───── Data lines ─────

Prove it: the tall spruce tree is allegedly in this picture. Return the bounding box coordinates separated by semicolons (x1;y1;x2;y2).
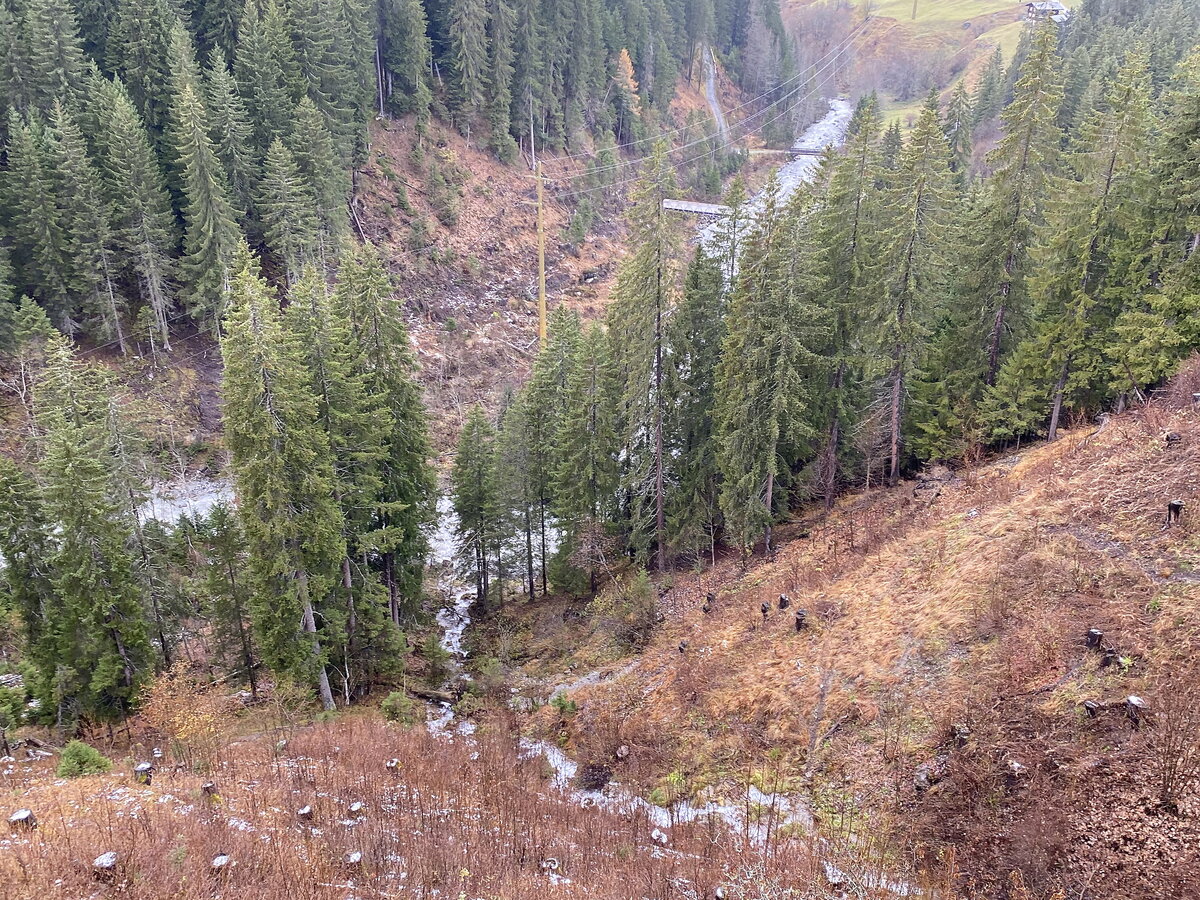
334;246;436;624
203;49;258;223
554;323;620;592
667;248;720;559
715;178;824;556
875;89;952;484
450;0;488;140
608;142;679;571
284;268;398;703
4;114;79;332
970;22;1062;384
450;406;497;602
221;251;346;709
172;85;241;328
257;139;318;284
38;337;154;724
90;74;176;348
50;106;128;354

─────

--- What the task requires ---
Repeat the listing word for word, with the pictures left out.

--- Output for this exercise ---
Prove it: the tall spruce tree is allegedly in this picture. Return the bounding box coordinates separated by semicolons (x1;y1;x2;y2).
334;246;436;624
203;49;258;223
554;323;620;592
667;248;720;559
715;178;824;556
875;89;952;484
450;0;488;140
608;142;679;571
284;268;398;703
4;114;79;332
970;22;1062;384
450;406;497;602
221;251;346;709
172;85;241;328
257;139;318;284
38;337;154;724
90;74;176;348
50;106;128;354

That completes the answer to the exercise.